--- Begin EXTRACTED DATA ---

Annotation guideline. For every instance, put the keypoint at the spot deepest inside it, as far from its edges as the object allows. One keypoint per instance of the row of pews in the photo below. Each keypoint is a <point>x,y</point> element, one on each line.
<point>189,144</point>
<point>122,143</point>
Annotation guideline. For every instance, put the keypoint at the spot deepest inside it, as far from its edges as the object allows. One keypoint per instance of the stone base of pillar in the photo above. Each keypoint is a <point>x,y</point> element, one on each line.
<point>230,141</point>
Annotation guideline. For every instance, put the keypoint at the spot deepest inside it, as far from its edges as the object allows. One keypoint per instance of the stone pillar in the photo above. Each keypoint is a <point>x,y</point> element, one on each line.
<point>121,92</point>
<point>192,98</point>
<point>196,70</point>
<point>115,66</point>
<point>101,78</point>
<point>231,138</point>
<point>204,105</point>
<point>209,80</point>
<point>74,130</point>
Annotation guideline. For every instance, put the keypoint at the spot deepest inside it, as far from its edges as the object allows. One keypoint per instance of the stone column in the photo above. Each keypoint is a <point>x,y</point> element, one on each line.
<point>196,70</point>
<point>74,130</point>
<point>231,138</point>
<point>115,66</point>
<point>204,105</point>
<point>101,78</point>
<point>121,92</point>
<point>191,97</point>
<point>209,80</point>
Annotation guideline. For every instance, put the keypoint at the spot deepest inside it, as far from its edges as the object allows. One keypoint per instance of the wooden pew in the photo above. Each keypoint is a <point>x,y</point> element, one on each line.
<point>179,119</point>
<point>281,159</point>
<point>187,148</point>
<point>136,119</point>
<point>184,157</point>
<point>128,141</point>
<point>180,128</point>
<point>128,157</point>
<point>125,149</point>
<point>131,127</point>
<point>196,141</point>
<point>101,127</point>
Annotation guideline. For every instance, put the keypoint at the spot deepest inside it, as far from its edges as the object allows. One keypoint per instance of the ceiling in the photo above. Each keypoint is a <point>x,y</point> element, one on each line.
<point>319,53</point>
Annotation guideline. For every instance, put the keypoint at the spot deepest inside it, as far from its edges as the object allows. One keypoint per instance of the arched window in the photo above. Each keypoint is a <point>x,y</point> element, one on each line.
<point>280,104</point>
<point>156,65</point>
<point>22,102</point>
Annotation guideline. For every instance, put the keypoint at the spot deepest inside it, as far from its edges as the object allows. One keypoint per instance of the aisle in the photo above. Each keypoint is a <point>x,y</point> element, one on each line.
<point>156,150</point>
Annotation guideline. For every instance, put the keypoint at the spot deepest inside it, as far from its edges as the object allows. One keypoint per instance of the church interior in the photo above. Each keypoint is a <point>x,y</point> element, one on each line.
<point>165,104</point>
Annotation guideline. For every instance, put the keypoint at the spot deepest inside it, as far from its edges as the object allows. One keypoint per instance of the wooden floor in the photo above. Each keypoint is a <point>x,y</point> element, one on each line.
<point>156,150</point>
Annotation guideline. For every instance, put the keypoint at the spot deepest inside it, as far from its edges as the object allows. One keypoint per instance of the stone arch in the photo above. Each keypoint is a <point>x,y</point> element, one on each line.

--- End EXTRACTED DATA ---

GOAL ▸ Write out the whole listing again, exactly as it stands.

FINISHED ANSWER ▸
Annotation guideline. For every instance, put the keypoint at the spot deepest inside it, as far from its edges as the object allows. One keypoint per instance of the row of pews in the photo below. Each keypoint is a <point>x,y</point> element, one on each line.
<point>189,144</point>
<point>122,143</point>
Annotation guideline. For every instance, put the keypoint at the spot deepest inside it, as far from its edges as the object allows. One keypoint per instance of the stone base of pillar in the photo above. Each keypoint is a <point>x,y</point> element, one on each line.
<point>230,141</point>
Annotation guideline. For every instance, put the keypoint at the spot deepest inside it, as far from its edges as the object allows. One keypoint per instance of the stone pillar in the photo above. Each keypoint is a <point>x,y</point> element, one on each line.
<point>121,92</point>
<point>192,98</point>
<point>196,70</point>
<point>115,66</point>
<point>101,78</point>
<point>231,138</point>
<point>204,105</point>
<point>209,80</point>
<point>74,130</point>
Annotation guideline. For every instance, put the keypoint at the spot deepest inside it, as far from its edges as the object allows. One keypoint per instance of the stone column in the photo above. Each keypoint is a <point>x,y</point> element, one on each line.
<point>196,70</point>
<point>74,130</point>
<point>231,138</point>
<point>115,66</point>
<point>204,105</point>
<point>101,78</point>
<point>121,92</point>
<point>191,97</point>
<point>209,80</point>
Annotation guideline. For every instance, put the keypoint at the spot deepest inside it, as far from its edges as the object allows. One keypoint per instance of the wooden pew in the photo above. Each keypoint is a <point>x,y</point> element, one on each line.
<point>179,119</point>
<point>281,159</point>
<point>187,148</point>
<point>136,119</point>
<point>184,157</point>
<point>128,141</point>
<point>180,128</point>
<point>128,157</point>
<point>125,149</point>
<point>131,127</point>
<point>196,141</point>
<point>101,127</point>
Annotation guideline. For every instance, put the keypoint at the spot deepest inside it, as far from its edges as the object allows. One keypoint per instance of the ceiling in the photo above. Each keypoint is a <point>x,y</point> element, one on each line.
<point>319,53</point>
Annotation guideline. For every instance, put the keypoint at the spot deepest inside it, as far from its edges as the object allows. One keypoint per instance of the arched window in the photo above. Each keypoint is a <point>x,y</point> element, one on each line.
<point>280,104</point>
<point>156,65</point>
<point>22,102</point>
Annotation guideline. For every instance, put the keypoint at the spot deepest inside it, as far from its edges as the object allows. One keypoint per instance of the aisle in the photo above. Each keypoint is a <point>x,y</point> element, one on each line.
<point>156,150</point>
Annotation guideline. For every instance, put the keypoint at the spot deepest inside it, as far from its edges as the object allows. One keypoint per instance of the church interior in the photo above. Each keypoint is a <point>x,y</point> element, one on each line.
<point>165,104</point>
Annotation guideline. For every instance, put the keypoint at the spot deepest inside it, as far from its edges as the object allows. One keypoint per instance of the wooden floor in the photo above. Each keypoint is a <point>x,y</point> element, one on each line.
<point>156,150</point>
Annotation guideline. For every instance, put the keypoint at the spot deepest inside it, as far from its edges as the object allows. One keypoint per instance of the stone arch in the photo above. Each keypoint is a <point>x,y</point> element, one on each line.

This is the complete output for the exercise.